Exercise requirements >> Select from the records below every line that has the word "vision" in it.

Task input >>

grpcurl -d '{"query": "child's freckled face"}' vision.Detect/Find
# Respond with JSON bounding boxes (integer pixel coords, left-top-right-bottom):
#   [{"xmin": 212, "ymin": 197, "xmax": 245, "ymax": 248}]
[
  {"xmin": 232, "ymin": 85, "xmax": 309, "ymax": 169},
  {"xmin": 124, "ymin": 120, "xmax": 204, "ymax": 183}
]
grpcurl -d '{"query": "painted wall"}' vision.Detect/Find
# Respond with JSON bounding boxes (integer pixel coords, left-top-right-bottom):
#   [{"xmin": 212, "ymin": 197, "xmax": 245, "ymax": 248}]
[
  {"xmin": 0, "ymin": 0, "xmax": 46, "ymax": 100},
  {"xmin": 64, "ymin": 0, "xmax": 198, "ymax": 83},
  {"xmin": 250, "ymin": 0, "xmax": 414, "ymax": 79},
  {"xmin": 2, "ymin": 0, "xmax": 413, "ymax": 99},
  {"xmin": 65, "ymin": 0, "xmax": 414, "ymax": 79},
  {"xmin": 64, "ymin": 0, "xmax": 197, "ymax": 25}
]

==

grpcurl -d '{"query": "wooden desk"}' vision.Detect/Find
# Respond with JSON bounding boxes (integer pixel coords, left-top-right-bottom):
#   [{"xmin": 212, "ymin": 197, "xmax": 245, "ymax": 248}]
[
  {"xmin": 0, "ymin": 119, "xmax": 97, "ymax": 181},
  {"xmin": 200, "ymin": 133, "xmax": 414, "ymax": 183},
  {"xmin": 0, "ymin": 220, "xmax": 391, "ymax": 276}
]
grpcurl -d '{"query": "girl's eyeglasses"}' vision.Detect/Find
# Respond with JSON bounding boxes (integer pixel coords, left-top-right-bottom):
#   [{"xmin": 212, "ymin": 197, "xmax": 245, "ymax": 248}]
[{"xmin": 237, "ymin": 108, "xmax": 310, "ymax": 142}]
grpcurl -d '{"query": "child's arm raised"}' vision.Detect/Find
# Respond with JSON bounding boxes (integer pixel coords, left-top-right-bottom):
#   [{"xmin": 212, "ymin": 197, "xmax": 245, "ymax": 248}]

Answer area >>
grpcurl -d '{"query": "child's freckled face"}' vision.Detect/Find
grpcurl -d '{"query": "painted wall"}' vision.Detect/Find
grpcurl -d '{"query": "wooden desk"}' vision.Detect/Find
grpcurl -d '{"query": "girl's eyeglasses"}' vision.Detect/Find
grpcurl -d '{"query": "child's arm raised"}' vision.Detect/Find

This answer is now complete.